**TASK REQUIREMENTS**
Search the data for lines holding the word "statue". State how many there are, and nothing else.

**** INFORMATION ****

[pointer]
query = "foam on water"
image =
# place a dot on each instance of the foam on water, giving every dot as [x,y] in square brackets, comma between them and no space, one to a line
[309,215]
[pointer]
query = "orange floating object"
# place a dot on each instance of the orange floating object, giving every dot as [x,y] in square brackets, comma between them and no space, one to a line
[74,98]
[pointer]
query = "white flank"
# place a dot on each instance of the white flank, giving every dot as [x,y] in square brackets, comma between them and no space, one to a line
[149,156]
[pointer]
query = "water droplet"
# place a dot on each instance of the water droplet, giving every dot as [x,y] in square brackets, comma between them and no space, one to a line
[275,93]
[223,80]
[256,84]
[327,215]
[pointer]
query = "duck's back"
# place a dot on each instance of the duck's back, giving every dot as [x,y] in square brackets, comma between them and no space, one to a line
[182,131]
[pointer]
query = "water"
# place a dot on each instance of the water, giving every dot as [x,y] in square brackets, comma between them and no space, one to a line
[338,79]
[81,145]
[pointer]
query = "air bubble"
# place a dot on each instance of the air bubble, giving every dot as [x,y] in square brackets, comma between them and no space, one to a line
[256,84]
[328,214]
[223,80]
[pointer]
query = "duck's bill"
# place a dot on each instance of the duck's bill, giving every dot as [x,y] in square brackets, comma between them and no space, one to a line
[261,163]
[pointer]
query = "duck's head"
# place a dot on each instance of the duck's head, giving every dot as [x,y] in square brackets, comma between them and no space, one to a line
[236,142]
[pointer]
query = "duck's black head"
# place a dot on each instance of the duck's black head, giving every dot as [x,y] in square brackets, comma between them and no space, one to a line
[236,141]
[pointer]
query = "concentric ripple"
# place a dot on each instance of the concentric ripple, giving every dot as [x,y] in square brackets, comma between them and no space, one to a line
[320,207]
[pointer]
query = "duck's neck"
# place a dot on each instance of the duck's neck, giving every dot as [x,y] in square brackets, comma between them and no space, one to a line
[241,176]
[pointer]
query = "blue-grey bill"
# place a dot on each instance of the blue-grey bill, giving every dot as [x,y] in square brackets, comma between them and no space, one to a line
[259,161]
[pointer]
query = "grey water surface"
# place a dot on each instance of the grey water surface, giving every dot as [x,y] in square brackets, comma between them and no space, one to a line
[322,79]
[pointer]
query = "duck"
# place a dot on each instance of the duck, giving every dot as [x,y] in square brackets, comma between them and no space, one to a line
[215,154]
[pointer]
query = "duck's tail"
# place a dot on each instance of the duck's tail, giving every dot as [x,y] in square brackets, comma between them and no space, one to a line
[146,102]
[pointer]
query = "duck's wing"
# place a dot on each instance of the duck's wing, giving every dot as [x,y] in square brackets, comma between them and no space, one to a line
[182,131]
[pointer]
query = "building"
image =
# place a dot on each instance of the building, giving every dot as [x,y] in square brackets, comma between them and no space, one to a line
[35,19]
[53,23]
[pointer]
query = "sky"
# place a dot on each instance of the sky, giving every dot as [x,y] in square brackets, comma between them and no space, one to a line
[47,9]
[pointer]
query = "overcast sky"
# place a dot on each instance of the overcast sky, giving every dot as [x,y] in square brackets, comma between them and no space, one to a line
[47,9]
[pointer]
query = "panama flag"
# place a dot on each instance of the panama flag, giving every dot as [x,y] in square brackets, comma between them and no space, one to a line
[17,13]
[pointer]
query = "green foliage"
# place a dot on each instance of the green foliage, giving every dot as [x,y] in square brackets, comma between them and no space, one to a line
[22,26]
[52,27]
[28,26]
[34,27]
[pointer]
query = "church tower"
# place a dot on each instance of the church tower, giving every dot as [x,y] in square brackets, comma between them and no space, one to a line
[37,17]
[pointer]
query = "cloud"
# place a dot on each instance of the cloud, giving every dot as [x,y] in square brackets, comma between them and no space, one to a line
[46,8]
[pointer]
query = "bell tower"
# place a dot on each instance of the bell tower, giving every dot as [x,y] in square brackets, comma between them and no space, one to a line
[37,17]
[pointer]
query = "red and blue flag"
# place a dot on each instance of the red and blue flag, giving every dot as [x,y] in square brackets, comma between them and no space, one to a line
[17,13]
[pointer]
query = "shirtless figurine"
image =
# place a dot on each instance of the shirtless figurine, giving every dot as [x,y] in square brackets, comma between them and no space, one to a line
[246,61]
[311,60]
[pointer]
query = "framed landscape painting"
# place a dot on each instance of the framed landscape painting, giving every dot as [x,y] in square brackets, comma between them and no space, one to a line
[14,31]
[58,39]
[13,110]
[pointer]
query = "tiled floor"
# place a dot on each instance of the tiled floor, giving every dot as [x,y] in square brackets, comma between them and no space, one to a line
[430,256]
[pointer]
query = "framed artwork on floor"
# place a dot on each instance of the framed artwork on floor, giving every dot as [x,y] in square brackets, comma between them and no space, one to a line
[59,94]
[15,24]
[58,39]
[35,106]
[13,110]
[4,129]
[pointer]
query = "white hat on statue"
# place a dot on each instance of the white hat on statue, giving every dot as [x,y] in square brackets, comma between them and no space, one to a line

****

**SOLUTION FOR THIS PROBLEM**
2